(Referring expression data)
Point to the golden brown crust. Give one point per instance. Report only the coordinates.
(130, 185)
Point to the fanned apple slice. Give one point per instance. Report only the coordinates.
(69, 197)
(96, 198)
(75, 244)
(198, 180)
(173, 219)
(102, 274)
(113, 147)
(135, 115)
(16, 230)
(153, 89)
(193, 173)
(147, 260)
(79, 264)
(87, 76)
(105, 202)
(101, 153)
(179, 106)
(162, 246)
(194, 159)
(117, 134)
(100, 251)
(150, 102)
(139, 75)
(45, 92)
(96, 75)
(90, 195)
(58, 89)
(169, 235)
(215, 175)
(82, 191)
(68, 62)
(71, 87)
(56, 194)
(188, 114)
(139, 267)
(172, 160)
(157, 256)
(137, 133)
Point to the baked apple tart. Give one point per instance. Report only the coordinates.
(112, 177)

▶ _TASK TO COMPLETE_
Restate the data word for word.

▶ _SOLUTION FOR THIS TASK_
Point to the golden brown crust. Give one point per instance. Report only the coordinates.
(130, 185)
Point to the fanned apple slice. Give one point per instance. Report only the coordinates.
(69, 197)
(96, 198)
(75, 244)
(198, 180)
(173, 219)
(102, 274)
(113, 147)
(135, 115)
(16, 230)
(153, 89)
(193, 173)
(147, 260)
(79, 264)
(87, 76)
(105, 202)
(101, 153)
(179, 106)
(162, 246)
(194, 159)
(117, 134)
(100, 251)
(150, 102)
(139, 75)
(45, 92)
(96, 75)
(90, 195)
(58, 89)
(169, 235)
(215, 175)
(82, 191)
(68, 62)
(71, 87)
(56, 194)
(188, 114)
(139, 267)
(172, 160)
(157, 256)
(137, 133)
Point to the baked apple tart. Give one point per instance. Report only the coordinates.
(112, 177)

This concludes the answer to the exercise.